▶ _GIVEN TASK_
Give every line below again, exactly.

-- Start DATA SECTION --

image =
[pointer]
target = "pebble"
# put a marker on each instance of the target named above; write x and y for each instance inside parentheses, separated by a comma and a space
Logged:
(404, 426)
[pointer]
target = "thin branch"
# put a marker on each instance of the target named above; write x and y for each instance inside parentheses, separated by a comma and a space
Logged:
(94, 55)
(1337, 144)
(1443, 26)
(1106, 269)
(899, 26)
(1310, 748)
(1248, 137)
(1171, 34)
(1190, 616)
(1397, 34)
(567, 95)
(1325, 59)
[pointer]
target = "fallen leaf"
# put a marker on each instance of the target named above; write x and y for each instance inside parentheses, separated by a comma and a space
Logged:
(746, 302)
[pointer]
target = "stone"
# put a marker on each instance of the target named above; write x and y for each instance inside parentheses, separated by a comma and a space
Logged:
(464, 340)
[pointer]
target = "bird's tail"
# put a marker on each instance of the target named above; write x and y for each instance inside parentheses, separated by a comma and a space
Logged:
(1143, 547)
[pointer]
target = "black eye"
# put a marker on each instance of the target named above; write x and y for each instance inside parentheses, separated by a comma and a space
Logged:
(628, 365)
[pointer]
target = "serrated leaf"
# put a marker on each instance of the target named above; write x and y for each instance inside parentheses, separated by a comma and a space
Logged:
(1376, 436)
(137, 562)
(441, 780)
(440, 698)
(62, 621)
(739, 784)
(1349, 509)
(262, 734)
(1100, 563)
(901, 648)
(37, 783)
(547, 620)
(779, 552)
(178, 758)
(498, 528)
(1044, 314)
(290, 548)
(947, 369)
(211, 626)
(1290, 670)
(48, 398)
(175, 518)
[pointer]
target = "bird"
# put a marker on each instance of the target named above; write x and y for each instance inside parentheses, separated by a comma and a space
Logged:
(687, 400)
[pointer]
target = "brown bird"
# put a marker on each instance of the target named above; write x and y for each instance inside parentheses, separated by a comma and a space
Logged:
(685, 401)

-- End DATA SECTION --

▶ _EXERCISE RESPONSE_
image =
[pointer]
target = "pebble"
# put a marker on each instance of the target named above; write x and y for each instance inside parentheses, separated by a comma and a space
Logged:
(404, 426)
[pointer]
target = "thin branch"
# put a marker on each instance of the target named above; write x and y for each instance inside parentheses, separated by a comma and a space
Logged:
(94, 55)
(1337, 144)
(1443, 26)
(1106, 269)
(899, 26)
(1310, 748)
(1248, 137)
(1171, 34)
(1190, 616)
(1397, 34)
(567, 95)
(1325, 59)
[pointer]
target = "fallen leaf"
# put a marker on each instance of the target named above; write x and y for each instance inside parentheses, separated by a comma and a space
Logged:
(746, 302)
[pointer]
target = "stone"
# put a marker on each instance of the target named above; write x and y for each instance inside parentheses, separated by a comma and a space
Logged:
(464, 340)
[pointer]
target = "bird's tail"
# put a marker on each instance of the target named above; write x and y for each instance inside parentheses, separated by a comma and a space
Logged:
(1143, 547)
[pointer]
target = "black eye"
# put a marker on each instance of the target named above; write x and y for each instance inside parentheses, separated by a comma and a space
Logged:
(628, 365)
[pointer]
target = "serrated leaf"
# put a marker on each instance of the target named above; write x and y for each instance inside parentheses, separated by a comma and a space
Logged:
(1376, 436)
(137, 562)
(441, 780)
(440, 698)
(62, 621)
(739, 784)
(1349, 509)
(262, 734)
(1100, 563)
(901, 648)
(37, 783)
(547, 620)
(779, 552)
(178, 758)
(498, 528)
(1044, 314)
(290, 548)
(947, 369)
(211, 626)
(1290, 670)
(48, 398)
(175, 518)
[pointer]
target = "bird"
# put a marker on each instance of the target named above; write x and y for each instance inside parentheses, separated by a comma and a space
Logged:
(687, 400)
[pointer]
target = "brown bird"
# put a marker on each instance of the target named above; write x and y for each instance inside parentheses, separated by a comma and a space
Logged:
(685, 401)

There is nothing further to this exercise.